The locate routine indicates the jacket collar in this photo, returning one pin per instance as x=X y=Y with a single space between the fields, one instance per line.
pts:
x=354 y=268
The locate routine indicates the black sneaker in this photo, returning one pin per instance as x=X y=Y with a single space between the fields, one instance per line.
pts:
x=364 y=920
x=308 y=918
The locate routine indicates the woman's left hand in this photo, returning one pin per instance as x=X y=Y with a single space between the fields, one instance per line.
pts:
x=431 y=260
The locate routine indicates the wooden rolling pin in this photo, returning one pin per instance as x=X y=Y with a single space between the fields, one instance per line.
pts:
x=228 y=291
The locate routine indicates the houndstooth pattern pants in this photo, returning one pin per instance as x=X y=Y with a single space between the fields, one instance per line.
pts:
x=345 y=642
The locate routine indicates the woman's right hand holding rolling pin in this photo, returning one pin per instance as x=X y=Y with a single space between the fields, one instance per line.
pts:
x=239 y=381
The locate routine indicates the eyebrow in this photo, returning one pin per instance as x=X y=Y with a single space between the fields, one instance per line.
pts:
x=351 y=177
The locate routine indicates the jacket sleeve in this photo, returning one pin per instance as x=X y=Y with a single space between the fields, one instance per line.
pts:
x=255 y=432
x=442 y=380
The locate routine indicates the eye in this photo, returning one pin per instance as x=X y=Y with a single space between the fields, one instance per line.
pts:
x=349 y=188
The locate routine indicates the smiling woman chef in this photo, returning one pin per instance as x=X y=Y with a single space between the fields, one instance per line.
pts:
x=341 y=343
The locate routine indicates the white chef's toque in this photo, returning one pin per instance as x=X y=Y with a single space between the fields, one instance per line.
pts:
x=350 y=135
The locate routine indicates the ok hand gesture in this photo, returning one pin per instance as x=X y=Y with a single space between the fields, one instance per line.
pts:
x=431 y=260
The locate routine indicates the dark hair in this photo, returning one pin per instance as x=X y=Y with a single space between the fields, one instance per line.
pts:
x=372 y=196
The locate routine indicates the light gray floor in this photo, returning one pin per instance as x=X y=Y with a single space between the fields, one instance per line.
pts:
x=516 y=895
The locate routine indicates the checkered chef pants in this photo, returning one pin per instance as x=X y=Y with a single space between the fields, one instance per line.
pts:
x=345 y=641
:::::
> _Task statement_
Starting at the beginning of the entries and ending at the line containing "x=354 y=268", give those lines again with "jacket collar" switched to "shirt collar" and nothing else altered.

> _Output for this task_
The locate routine indicates the shirt collar in this photo, returning one pin per instance as x=X y=Y with a single space between the fields, one instance per line.
pts:
x=354 y=268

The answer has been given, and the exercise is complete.